**Task description:**
The output is to match the entries below character for character.

┏━━

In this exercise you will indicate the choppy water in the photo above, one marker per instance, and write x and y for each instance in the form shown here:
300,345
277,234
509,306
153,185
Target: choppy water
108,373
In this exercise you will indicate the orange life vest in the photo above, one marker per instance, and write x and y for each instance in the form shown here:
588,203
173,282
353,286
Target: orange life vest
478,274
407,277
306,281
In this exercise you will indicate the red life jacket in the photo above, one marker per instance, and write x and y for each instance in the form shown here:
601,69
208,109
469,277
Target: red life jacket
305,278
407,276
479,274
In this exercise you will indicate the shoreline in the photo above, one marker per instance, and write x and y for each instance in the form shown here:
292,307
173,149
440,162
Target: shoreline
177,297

┗━━

**Task solution:**
In this exercise you will indicate the choppy water in the photo above, one marker per instance, and write x and y for each instance in the form shown here:
300,345
277,234
509,306
153,185
Target: choppy water
108,373
In this exercise you will indicate the orange life vest in the photo above, one marker per instance, and write x and y for each instance in the form shown here:
588,203
173,282
353,286
Target: orange life vest
478,274
407,277
306,281
In this exercise you will indicate the red life jacket in the photo above, one marker per instance, and write x and y for each instance in the form shown here:
601,69
208,109
469,277
Target: red life jacket
305,278
407,276
479,274
In this exercise you will indicate the shoreline in the photo above, one marker per instance, and write x and y for each instance in the form shown here:
292,307
173,149
440,162
Target: shoreline
177,297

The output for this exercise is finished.